> TEXT PASSAGE

=== Section Start ===

The Maritime Union says any privatization of the Ports of Auckland would be a disaster for Auckland.
The Union was responding to the upcoming release of Council commissioned reviews into the future of the ports, and media reports of the possibility of an operating lease for the Ports going to a global operator.
Maritime Union of New Zealand National Secretary Craig Harrison says relinquishing control of Auckland’s key strategic asset would be a “lose lose situation” for ratepayers, workers and businesses.
“The Australian experience is privatisation of port operations creates another layer of management costs and profit-taking for no real benefits.”
Mr Harrison says potential outcomes could include customers facing higher terminal charges, infrastructure being run down, workers’ pay and conditions being attacked, and a lack of accountability by overseas equity investors.
“The risks of going down this path are massive, and the only beneficiaries in the long term would be the new owners.”
Mr Harrison says the “one off sugar hit” of privatization would soon wear off if the Port was permitted to effectively become a private monopoly.
“Splitting off leased port operations from land ownership does not change the fact the Ports would be privatized and the new owner would have huge leverage over Auckland.
Mr Harrison says the dependence of New Zealand on global shipping lines during the COVID pandemic created major problems for New Zealand business, with delays, congestion and price hikes.
He says as there is no strategic plan for New Zealand ports, the entry of Global Network Terminal operators would have similar implications and could destabilize the national supply chain.
Mr Harrison says after years of mismanagement, the Ports of Auckland has recently turned the corner in performance.
He says historic problems were a result of previous port management’s hostile approach to its workforce and the flawed automation project.
“New management and the union workforce are now working in a constructive and positive way, and with the cancellation of the automation project, the Ports are back on track delivering to Auckland.”
Mr Harrison says there is not wide support for privatization and most ratepayers do not want to see key assets sold off.
“Our advice for Auckland Council is to leave the Ports to get on with the job without continually moving the goalposts.”
Mr Harrison says the Maritime Union welcomed today’s statement from the Mayor that he was open minded about the outcome of the current review, and that he would be engaging with stakeholders including the Union.
The Maritime Union of New Zealand represents the majority of the workforce at Ports of Auckland.

=== Section End ===

Dataset excerpts:
=== Section Start ===

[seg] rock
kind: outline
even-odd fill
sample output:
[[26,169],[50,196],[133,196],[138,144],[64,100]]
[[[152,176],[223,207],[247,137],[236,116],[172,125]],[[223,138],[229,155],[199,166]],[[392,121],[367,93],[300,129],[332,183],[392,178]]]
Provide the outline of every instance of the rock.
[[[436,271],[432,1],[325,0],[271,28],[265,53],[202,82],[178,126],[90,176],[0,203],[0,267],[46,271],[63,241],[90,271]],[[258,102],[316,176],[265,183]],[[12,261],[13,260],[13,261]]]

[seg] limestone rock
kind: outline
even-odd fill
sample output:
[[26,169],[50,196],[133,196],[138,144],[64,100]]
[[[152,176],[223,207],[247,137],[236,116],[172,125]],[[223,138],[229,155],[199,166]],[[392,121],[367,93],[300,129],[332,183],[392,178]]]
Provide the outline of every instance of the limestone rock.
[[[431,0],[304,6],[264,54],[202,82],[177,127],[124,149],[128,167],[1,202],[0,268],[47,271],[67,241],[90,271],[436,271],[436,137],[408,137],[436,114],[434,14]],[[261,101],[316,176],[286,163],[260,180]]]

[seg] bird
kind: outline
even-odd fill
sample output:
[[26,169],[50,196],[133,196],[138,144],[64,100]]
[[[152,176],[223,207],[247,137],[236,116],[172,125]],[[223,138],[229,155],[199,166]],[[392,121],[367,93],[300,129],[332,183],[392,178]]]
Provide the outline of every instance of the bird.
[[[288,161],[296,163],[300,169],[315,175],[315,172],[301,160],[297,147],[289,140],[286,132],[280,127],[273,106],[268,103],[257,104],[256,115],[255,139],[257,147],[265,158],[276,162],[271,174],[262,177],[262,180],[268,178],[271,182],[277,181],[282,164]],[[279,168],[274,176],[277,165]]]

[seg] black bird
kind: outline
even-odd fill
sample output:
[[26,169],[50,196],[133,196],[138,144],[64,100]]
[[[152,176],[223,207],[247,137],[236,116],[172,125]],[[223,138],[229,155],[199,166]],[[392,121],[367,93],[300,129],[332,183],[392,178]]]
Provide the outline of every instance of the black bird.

=== Section End ===

> WHAT TO WORK ON
Answer these questions from the text about the Ports of Auckland, one per line:
1. What phrase does Craig Harrison use for relinquishing control of Auckland's key strategic asset?
2. What two causes does he give for the port's historic problems?
3. What share of the Ports of Auckland workforce does the Maritime Union of New Zealand represent?
The rows have no connection to the text about the Ports of Auckland.

> TASK RESPONSE
1. A "lose lose situation" for ratepayers, workers and businesses.
2. Previous port management's hostile approach to its workforce and the flawed automation project.
3. The majority.